===== Dataset records
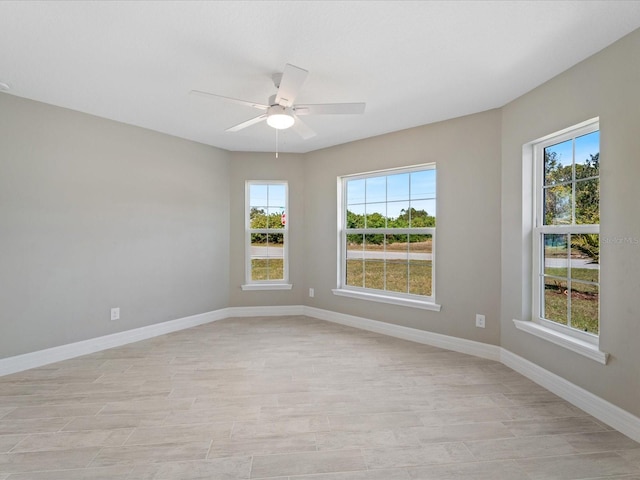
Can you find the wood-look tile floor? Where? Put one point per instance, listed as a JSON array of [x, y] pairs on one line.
[[298, 399]]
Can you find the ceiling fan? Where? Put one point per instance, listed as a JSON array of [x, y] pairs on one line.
[[281, 113]]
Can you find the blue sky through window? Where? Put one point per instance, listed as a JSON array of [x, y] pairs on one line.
[[390, 195]]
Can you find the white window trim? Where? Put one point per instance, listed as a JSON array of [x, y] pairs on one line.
[[582, 343], [382, 296], [279, 284]]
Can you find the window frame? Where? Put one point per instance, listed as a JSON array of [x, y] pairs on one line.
[[276, 284], [539, 229], [384, 296]]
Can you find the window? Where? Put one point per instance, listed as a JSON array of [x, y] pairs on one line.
[[566, 240], [267, 228], [387, 236]]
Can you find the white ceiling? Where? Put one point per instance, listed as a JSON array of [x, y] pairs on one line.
[[413, 63]]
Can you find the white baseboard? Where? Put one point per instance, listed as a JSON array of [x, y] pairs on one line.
[[266, 311], [39, 358], [599, 408], [483, 350], [604, 411]]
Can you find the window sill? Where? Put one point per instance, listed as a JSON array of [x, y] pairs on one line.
[[374, 297], [267, 286], [575, 345]]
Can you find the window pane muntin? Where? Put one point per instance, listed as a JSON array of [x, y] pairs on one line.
[[558, 205], [587, 202], [398, 187], [423, 184], [577, 227], [355, 191], [585, 307], [376, 189], [558, 163], [423, 213], [375, 215], [555, 301], [266, 236], [587, 155], [393, 228], [258, 195]]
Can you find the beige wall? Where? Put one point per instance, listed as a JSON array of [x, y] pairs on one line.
[[96, 214], [605, 85], [467, 155]]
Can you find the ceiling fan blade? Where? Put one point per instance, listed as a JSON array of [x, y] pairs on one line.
[[330, 109], [234, 100], [292, 79], [303, 129], [247, 123]]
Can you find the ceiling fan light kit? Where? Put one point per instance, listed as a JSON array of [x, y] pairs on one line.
[[280, 117], [281, 113]]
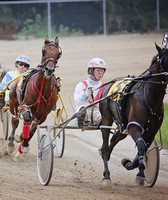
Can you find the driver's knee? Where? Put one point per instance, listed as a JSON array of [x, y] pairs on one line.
[[27, 115]]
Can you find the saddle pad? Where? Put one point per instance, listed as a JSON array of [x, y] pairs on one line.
[[117, 88]]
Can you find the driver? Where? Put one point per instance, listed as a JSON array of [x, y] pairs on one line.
[[22, 63], [88, 91]]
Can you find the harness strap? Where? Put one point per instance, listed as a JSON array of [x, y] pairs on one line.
[[98, 95], [137, 124]]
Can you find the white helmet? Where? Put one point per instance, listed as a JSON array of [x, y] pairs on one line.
[[96, 63], [24, 59]]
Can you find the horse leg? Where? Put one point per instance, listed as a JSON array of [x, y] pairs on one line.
[[139, 161], [15, 123], [24, 147], [106, 150]]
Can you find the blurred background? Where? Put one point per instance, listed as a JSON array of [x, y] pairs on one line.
[[81, 17]]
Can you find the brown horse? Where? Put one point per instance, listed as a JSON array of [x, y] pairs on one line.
[[140, 113], [39, 98]]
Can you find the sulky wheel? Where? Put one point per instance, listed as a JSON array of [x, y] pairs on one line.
[[152, 164], [4, 120], [59, 140], [45, 159]]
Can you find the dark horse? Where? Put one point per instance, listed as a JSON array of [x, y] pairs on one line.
[[141, 114], [39, 98]]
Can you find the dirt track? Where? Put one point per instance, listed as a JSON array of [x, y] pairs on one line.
[[79, 173]]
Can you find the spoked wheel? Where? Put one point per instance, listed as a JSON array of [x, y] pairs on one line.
[[152, 164], [59, 141], [45, 159], [4, 114]]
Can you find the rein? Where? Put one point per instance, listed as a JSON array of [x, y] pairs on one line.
[[41, 98]]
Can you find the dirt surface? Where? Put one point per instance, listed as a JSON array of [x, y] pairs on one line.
[[78, 174]]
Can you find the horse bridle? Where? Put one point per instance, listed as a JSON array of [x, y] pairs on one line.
[[51, 58]]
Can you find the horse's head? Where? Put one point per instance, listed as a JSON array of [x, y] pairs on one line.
[[161, 58], [51, 52]]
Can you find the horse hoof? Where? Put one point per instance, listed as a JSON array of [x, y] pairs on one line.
[[18, 138], [10, 150], [140, 181], [24, 149], [106, 183]]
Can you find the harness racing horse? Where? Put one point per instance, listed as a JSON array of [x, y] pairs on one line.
[[40, 96], [140, 116]]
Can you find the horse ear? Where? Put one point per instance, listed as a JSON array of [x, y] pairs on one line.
[[158, 48], [56, 41]]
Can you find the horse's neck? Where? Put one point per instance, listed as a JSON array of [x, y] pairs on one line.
[[41, 82]]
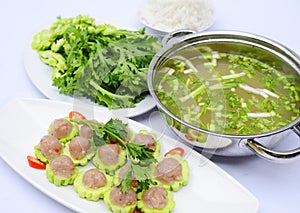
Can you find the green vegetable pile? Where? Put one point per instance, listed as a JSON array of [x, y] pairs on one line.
[[100, 62]]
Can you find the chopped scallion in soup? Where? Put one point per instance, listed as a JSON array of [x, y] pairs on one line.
[[231, 94]]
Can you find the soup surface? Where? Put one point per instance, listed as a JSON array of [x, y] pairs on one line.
[[230, 94]]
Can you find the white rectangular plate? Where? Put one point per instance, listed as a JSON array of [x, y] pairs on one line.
[[25, 121]]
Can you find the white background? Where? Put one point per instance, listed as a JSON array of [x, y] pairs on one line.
[[275, 185]]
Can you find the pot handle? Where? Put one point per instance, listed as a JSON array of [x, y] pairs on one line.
[[272, 155], [170, 38]]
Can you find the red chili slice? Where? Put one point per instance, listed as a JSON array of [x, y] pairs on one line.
[[76, 115], [177, 150]]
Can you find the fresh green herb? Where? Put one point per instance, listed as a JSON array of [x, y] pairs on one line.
[[99, 62], [115, 129], [228, 93]]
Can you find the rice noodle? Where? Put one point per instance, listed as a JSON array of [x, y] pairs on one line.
[[170, 15]]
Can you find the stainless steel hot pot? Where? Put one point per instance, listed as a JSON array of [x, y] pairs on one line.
[[236, 43]]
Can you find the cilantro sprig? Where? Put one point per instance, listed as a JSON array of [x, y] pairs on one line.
[[97, 61], [115, 129]]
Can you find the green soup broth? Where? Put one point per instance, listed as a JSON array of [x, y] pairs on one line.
[[228, 93]]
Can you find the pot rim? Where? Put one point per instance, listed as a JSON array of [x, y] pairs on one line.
[[237, 35]]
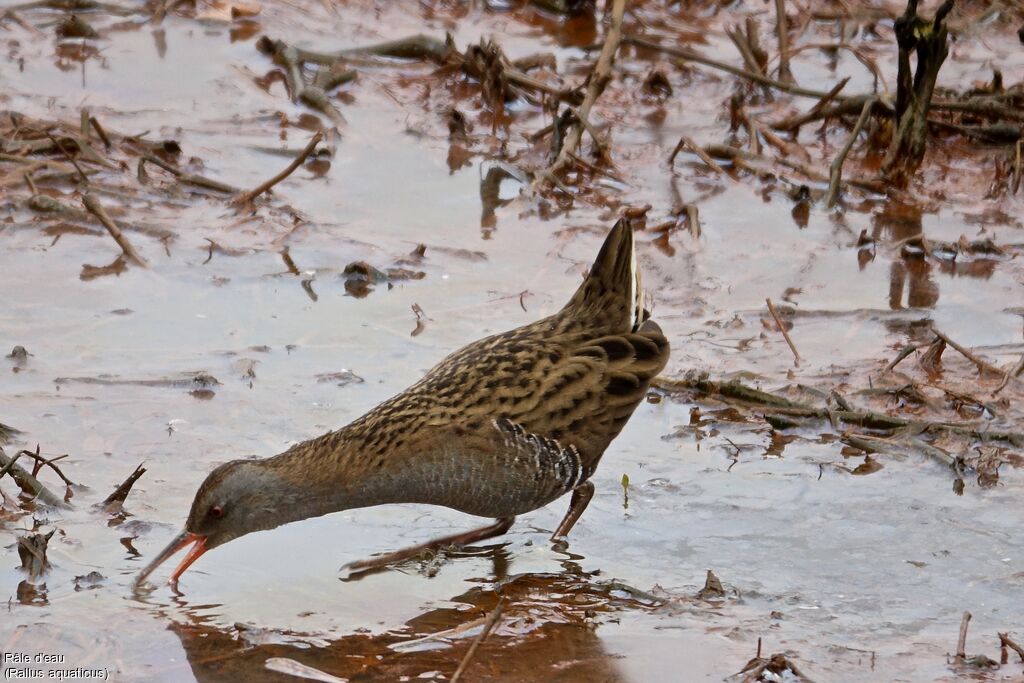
==========
Exercise objective:
Every entry should be repeated verbatim, with the pictures left out.

Your response:
Can you find the wood-look tile floor? Where? Put one point per instance, listed as a JSON array of [x, y] pairs on one line.
[[298, 399]]
Can you find the ceiling fan? Where? Put one point per instance, listed as a JSON array of [x, y] pairs on one line.
[[281, 113]]
Can you find the blue sky through window? Where? Put one point per instance, listed as a JSON array of [x, y] pairs on one line.
[[390, 195]]
Can you find the white window trim? Where? Put one point per instance, listed as a JSON array of [x, y] pairs on one line.
[[582, 343], [382, 296], [279, 284]]
Can you find the window frame? Where? Put one point per instance, listed as a JSON array of [x, y] pairs on one line.
[[276, 284], [539, 229], [384, 296]]
Can you find the window? Where? Put one point per instance, listed as a JSON array of [x, y] pairs on one line.
[[566, 240], [267, 228], [387, 236]]
Can you find the white ceiling? Where? Put one point per instance, listed as a JSON array of [x, y] pairs on one line.
[[413, 63]]
Can you find the white baseboard? Where? Put one point per instance, listed as a JSON array of [x, y] pairs on one line.
[[266, 311], [39, 358], [599, 408], [483, 350], [604, 411]]
Can you find the window sill? Where? Put one point per instance, listed as a JSON array of [x, y] pairs on one line.
[[374, 297], [267, 286], [575, 345]]
Can you find the window pane muntin? Where? Put one point per instance, listed as a JSON array of [x, y] pairs on one line.
[[558, 205], [587, 202], [398, 187], [423, 184], [577, 227], [355, 191], [585, 307], [376, 189], [558, 163], [423, 213], [375, 215], [555, 301], [266, 236], [587, 155], [393, 228], [258, 195]]
Can you find the beige wall? Where? Put one point per instance, listed as a JSON array of [x, y] pairs on one line.
[[96, 214], [605, 85], [467, 155]]
Can you find the ceiling fan blade? Where? Put one point per instance, listed as a JSON array of [x, y] pairs on one line.
[[330, 109], [234, 100], [292, 79], [303, 129], [247, 123]]
Can you find the ceiling fan light kit? Where? Put one point per instance, listed as a JSON array of [x, y] pairs on one line.
[[280, 117], [281, 113]]
Can you find the driver's knee? Where? Put one point per instance, listed as a JSON array of [x, y] pairs on one line.
[[27, 115]]
Can you find the saddle pad? Where? Put one point per instance, listed as a JSON array of [x, y] pairs on one line.
[[117, 88]]
Can you find the driver? Where? Put one point per instance, listed as a JSON array of [x, y] pairs on one line.
[[22, 63], [88, 91]]
Can you find the harness strap? Where? Put one point per instance, listed as a JSON array of [x, y] pairs on one line.
[[98, 95], [137, 124]]
Can you find the white helmet? Where? Put one point per instance, listed as a JSON array of [x, y] pairs on one line.
[[96, 63], [24, 59]]
Can you find the horse leg? Where? Put one point per instance, listed as a JSON array of [x, y] pairs on one line.
[[139, 161], [15, 123], [24, 147], [106, 150]]
Can you find the blurred background? Where? Put one point per instance, listed as a JSON array of [x, y] pairs on one line.
[[81, 17]]
Can you find the brown horse? Where? Put one point per instance, listed as a JSON array of [x, y] pairs on one line.
[[140, 113], [39, 98]]
Can you find the sulky wheel? Where? Put one point per instance, listed as a JSON array of [x, y] pairs on one line.
[[152, 164], [4, 120], [59, 140], [45, 159]]
Can you find the dark horse? Where? Put one point per instance, listed as a JSON array of [x, y] pairs on one line.
[[141, 114], [39, 98]]
Can you find the dirt track? Where? Put one point per instance, listed as a JSON array of [x, y] pairs on one line.
[[79, 173]]
Can you find the spoked wheel? Where? Put one point per instance, listed as a JSON array of [x, y] pairs on one line.
[[152, 164], [59, 141], [45, 159], [4, 114]]
Can you find the rein? Where? Put one point per instance, listed as a JSON array of [x, y] pairs on one line.
[[41, 98]]
Can you find the dirt surface? Where? Put one point per instance, listed as a JSON array of [x, y] pairs on one line.
[[78, 174]]
Can you find the horse bridle? Where? Put one point per instance, listed as a JSON array of [x, y] pairs on one line.
[[51, 58]]
Can you find the horse's head? Where? Put one point per instance, listed as a JSON array of [x, y] pairs on one line.
[[161, 58], [51, 52]]
Can you find the horse hoof? Where? Put one point per instance, listed as a JSON array of [x, y] pairs on one line.
[[18, 138], [10, 150], [140, 181], [24, 149], [106, 183]]
Can you find the harness racing horse? Where? Put one point per instance, listed as a JSON array of [x, y] pairs on one line.
[[40, 96], [140, 116]]
Can you find the horse ear? Where? Put one point per instance, listed as a JSON array of [x, y] pairs on one line.
[[158, 48], [56, 41]]
Can you find the horse's neck? Where? Put one point per instance, listed as a JSON array of [x, y] pairs on one line.
[[41, 82]]
Can you find the green vegetable pile? Where? Put one point per instance, listed as a JSON array of [x, y] pairs on one line.
[[100, 62]]
Can you find the chopped scallion in soup? Where? Put one point per instance, listed as a JSON array of [x, y] pairs on one line.
[[231, 94]]
Can you find the soup surface? Where? Put one point per instance, listed as a JSON array of [x, y] pairs on one line.
[[230, 94]]
Can you find the white rectangular plate? Where? Put one point per instance, listed as a JSON array of [x, y] pairs on one line.
[[25, 121]]
Can you find the white background? Where? Put one point per instance, listed as a JSON array of [x, y] pairs on one line.
[[275, 185]]
Can you find the pot handle? Where? Put one point per instance, listed as a JSON array of [x, y] pairs on one line.
[[272, 155], [170, 38]]
Can you find the red chili slice? Where? Put one point per instance, listed as a JSON array of [x, y] pairs on one line.
[[76, 115], [177, 150]]
Can you find the fresh green herb? Where? Put one point per instance, listed as a JSON array of [x, y] pairs on one line.
[[99, 62], [115, 129], [228, 93]]
Can you find the rice noodle? Where? Put one point per instance, listed as a JSON array of [x, y] pairs on one line.
[[170, 15]]
Can you find the stainless steel hot pot? Where? Put one point per instance, listed as a JSON array of [x, y] pairs on one line.
[[236, 43]]
Can you find the cilantro sprig? Where? Put one point per instance, listed as a JSON array of [x, y] pairs on one line.
[[97, 61], [115, 129]]
Can you find the green soup broth? Where? Put one point per instance, listed as a JSON array of [x, y] pairs on one line.
[[228, 93]]
Can you find the pot rim? Where? Put one point per instance, listed as a JSON array of [x, y] pairs on one line.
[[237, 35]]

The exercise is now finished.